* _Set problem 1_
Rewrite the part of the mailing-list reply on indexing hierarchical data that opens with the words containing "CopFilm1   alley shooting   death" and closes with "fine so far.", changing "shot_ID" to "shot_key".

* _Excerpt provided_
[start]
Re: indexing of hierarchical data

From: "Josh Berkus" <josh(at)agliodbs(dot)com>
To: Dado Feigenblatt <dado(at)wildbrain(dot)com>, pgsql-sql(at)postgresql(dot)org
Subject: Re: indexing of hierarchical data
Date: 2001-07-06 23:59:42
Message-ID: web-82025@davinci.ethosmedia.com
Views: Raw Message | Whole Thread | Download mbox | Resend email
Thread:
Lists: pgsql-sql

Dado,

Yeah, me again. What can I say? I'm procrastinating, and list stuff
is a great way to do it. And I prefer design theory issues.

project    sequence         shot

CopFilm1   alley shooting   death of the bad guy
CopFilm2   car chase        death of the bad guy
CopFilm3   car chase        death of the bad guy

At first I was indexing the shots just buy shot_ID (serial), and storing
the sequence_ID it belongs to.
On the sequence record, I was storing the project_ID it belongs to.

This sounds fine so far.

So if I wanted to select CopFilm3, car chase, death of the bad guy
I had to find the ID of the project CopFilm3, the ID of the sequence car
chase belonging to that project and then shot death of the bad guy
belonging to that sequence.
As most of the operations happen at the shot level, for performance
reasons I think it might be better to store the project and sequence
with the shot, so I don't have to perform any joins.

What's wrong with joins?

Also, projects and sequences have alphabetical codes assigned to them,
which is usually the prefered way of accessing the data.
So, it is my impression that I should store those codes in the shot as
foreign keys with on update cascade
should someone decide to rename projects and sequences, and their codes,
which happens.
[end]
* _Data supplied_
[start]
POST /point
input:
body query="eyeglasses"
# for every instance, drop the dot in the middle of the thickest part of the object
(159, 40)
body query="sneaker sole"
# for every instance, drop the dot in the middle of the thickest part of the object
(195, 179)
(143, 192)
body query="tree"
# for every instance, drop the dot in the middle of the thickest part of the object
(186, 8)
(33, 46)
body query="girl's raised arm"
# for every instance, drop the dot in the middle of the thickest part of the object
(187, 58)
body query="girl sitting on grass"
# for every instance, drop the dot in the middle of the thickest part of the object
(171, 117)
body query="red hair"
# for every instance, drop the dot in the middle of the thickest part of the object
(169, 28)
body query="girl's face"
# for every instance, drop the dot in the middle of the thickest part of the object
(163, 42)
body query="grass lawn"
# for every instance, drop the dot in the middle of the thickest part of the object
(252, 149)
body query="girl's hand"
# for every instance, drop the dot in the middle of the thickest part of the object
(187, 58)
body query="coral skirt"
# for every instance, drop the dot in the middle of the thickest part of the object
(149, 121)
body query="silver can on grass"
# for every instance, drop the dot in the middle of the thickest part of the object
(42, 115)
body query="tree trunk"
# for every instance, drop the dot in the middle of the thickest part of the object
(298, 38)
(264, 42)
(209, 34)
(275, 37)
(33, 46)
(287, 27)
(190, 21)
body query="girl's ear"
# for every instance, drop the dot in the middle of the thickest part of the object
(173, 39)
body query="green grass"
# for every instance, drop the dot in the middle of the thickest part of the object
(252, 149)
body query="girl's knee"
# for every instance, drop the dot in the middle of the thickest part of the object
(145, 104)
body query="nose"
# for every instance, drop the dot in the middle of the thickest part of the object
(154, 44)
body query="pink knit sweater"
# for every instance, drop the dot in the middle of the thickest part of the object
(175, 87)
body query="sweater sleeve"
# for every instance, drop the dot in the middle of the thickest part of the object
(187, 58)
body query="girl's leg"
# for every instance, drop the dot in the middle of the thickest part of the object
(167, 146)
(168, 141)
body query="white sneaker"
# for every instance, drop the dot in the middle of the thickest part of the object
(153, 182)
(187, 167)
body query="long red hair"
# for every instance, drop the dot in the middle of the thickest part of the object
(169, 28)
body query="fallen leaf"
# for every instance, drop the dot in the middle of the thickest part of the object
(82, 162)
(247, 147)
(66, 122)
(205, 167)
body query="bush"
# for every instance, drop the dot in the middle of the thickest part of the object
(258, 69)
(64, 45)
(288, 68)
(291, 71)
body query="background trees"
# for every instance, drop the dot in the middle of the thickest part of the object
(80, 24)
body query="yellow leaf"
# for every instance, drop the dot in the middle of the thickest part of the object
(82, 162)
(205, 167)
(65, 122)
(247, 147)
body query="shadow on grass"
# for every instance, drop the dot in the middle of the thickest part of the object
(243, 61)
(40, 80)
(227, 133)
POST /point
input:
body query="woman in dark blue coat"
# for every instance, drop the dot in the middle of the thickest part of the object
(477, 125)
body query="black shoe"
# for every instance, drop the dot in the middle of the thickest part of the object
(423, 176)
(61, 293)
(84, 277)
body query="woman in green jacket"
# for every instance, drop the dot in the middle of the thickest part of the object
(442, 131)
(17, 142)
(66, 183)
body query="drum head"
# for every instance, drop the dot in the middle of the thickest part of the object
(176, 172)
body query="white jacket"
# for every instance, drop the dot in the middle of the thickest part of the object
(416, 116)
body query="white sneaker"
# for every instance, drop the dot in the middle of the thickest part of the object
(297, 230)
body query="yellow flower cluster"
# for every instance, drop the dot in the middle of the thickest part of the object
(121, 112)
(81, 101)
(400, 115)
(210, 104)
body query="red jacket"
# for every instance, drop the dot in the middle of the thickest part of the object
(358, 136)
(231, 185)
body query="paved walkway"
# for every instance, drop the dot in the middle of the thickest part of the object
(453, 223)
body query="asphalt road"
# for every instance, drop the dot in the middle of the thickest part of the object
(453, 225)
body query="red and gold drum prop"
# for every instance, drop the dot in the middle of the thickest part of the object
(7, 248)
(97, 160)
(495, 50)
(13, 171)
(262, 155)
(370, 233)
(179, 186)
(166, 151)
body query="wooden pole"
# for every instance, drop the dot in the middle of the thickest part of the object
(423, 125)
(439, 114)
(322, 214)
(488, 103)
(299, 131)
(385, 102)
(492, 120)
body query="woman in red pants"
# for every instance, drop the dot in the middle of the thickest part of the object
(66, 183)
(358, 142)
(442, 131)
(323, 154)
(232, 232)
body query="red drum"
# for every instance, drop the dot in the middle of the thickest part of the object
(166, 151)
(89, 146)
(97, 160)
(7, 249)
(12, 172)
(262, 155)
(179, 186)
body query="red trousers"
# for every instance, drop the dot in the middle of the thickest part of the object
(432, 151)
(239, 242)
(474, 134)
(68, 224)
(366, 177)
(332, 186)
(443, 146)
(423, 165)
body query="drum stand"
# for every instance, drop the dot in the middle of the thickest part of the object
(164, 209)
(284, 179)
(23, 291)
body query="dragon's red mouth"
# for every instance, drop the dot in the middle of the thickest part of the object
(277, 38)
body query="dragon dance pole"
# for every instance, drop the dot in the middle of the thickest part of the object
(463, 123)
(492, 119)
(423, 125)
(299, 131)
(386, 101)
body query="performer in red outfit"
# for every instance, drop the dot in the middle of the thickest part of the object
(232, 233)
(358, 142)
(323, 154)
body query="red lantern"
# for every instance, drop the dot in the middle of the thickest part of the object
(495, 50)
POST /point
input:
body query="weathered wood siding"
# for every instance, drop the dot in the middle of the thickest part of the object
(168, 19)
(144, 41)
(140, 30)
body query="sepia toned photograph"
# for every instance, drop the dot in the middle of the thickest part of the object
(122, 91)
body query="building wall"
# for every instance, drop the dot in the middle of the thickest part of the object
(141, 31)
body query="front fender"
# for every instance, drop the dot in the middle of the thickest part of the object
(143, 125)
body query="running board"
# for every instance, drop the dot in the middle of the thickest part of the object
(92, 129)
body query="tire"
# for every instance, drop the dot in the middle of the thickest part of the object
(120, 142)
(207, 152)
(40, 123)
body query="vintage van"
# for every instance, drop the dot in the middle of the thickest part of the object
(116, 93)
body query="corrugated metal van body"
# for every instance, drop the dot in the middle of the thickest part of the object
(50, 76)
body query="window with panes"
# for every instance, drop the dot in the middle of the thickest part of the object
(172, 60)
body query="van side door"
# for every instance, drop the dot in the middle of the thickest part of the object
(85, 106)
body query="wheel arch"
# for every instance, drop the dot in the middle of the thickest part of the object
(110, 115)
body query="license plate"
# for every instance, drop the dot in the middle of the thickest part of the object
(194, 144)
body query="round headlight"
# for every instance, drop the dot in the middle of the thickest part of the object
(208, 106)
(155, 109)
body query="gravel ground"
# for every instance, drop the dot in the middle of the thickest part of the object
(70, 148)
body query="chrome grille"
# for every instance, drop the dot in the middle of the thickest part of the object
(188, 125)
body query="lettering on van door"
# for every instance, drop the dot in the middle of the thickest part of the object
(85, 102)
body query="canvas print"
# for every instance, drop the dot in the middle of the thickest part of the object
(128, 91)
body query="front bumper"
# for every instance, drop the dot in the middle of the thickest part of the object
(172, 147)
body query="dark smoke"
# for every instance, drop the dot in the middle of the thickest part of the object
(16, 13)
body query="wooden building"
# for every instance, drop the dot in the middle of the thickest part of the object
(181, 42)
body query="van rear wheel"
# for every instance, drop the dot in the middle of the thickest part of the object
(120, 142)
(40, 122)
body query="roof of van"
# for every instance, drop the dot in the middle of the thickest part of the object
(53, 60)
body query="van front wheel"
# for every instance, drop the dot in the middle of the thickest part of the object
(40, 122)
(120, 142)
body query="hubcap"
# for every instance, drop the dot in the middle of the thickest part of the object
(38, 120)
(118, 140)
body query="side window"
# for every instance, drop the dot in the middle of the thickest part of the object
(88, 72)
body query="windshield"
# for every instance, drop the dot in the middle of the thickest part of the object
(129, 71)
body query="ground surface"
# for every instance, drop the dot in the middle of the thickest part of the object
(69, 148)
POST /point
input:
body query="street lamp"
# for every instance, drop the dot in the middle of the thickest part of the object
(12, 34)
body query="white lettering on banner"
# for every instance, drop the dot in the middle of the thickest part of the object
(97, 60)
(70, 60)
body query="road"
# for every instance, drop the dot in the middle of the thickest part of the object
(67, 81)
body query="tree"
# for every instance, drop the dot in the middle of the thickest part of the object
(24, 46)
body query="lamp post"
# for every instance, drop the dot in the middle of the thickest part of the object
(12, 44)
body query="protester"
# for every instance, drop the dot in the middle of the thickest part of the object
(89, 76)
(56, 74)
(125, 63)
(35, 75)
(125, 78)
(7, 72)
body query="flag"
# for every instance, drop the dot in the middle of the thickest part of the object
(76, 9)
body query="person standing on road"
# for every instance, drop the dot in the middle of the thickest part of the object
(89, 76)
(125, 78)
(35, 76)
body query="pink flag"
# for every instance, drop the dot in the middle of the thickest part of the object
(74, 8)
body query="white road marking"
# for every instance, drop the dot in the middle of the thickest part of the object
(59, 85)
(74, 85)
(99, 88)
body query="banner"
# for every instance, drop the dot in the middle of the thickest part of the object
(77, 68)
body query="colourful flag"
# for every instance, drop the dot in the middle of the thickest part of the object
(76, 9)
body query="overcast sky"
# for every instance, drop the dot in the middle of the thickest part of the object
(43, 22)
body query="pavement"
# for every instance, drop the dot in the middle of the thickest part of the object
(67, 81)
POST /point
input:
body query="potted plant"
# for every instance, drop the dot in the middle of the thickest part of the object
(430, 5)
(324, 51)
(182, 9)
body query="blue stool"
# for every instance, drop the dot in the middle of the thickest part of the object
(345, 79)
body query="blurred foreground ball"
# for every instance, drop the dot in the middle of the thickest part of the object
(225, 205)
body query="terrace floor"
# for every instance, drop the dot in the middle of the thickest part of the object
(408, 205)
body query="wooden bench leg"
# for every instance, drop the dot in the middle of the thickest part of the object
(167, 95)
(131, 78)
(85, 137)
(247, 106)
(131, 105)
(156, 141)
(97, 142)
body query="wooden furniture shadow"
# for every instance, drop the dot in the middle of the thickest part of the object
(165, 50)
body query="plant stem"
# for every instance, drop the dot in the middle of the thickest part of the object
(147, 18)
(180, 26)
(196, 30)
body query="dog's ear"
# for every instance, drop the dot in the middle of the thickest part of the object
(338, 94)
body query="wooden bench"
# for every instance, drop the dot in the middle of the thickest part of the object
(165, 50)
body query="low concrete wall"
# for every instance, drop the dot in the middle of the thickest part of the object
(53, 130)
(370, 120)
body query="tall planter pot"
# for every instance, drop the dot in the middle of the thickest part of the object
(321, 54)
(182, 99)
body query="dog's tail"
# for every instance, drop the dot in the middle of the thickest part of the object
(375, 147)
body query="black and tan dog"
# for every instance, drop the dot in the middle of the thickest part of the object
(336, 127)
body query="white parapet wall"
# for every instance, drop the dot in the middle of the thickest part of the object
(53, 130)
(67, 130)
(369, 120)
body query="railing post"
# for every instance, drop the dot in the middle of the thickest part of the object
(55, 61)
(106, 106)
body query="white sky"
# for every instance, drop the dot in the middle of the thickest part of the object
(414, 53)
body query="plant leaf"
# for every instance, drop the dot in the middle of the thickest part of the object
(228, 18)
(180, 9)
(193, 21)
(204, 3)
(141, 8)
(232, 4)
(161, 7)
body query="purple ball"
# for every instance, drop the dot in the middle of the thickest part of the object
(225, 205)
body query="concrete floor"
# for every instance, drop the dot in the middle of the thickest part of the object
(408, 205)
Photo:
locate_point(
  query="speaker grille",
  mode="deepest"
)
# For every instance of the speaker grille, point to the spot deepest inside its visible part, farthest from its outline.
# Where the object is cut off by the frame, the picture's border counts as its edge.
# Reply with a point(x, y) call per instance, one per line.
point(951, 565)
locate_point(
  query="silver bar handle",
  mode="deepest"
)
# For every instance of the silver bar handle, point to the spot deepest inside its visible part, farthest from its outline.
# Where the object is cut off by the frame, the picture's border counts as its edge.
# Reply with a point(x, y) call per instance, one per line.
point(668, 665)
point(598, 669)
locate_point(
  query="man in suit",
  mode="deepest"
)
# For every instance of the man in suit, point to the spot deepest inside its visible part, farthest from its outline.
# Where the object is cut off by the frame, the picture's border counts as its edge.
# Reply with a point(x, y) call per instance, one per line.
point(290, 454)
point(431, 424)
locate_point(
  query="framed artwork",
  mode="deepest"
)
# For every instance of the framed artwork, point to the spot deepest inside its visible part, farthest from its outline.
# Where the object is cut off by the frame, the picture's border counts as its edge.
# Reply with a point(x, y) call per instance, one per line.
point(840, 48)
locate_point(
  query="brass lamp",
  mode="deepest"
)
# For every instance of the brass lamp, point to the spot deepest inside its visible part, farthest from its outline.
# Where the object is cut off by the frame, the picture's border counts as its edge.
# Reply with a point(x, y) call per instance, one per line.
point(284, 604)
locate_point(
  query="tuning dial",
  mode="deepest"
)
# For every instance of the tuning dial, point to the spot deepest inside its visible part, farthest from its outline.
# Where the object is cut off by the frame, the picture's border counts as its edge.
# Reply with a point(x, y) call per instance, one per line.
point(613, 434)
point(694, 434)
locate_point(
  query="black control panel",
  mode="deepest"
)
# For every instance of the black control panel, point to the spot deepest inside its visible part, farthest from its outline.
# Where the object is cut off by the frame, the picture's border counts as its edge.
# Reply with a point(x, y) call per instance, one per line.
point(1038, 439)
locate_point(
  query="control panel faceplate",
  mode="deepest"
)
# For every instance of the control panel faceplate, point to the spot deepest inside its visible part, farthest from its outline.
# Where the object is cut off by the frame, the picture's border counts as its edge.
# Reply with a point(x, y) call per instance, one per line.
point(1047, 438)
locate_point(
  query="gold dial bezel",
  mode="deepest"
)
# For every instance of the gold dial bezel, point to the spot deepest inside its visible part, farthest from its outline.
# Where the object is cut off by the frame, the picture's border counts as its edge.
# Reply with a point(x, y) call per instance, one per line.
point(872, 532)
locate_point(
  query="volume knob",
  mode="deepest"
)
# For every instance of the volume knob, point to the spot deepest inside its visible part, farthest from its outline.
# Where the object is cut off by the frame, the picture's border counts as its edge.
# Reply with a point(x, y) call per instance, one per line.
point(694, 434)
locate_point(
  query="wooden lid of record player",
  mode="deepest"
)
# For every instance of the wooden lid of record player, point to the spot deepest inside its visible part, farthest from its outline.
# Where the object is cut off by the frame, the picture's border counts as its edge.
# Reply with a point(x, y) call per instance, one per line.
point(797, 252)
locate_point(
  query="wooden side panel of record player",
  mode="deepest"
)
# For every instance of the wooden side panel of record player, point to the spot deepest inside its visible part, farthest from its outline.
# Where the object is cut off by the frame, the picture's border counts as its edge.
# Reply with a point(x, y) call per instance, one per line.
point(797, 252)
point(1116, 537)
[end]
* _Set problem 2_
Pull out every line of the records that holds the string "dragon", matching case exactly.

* _Reply 1_
CopFilm1   alley shooting   death of the bad guy
CopFilm2   car chase        death of the bad guy
CopFilm3   car chase        death of the bad guy

At first I was indexing the shots just buy shot_key (serial), and storing
the sequence_ID it belongs to.
On the sequence record, I was storing the project_ID it belongs to.

This sounds fine so far.

* _Reply 2_
body query="dragon's red mouth"
body query="dragon dance pole"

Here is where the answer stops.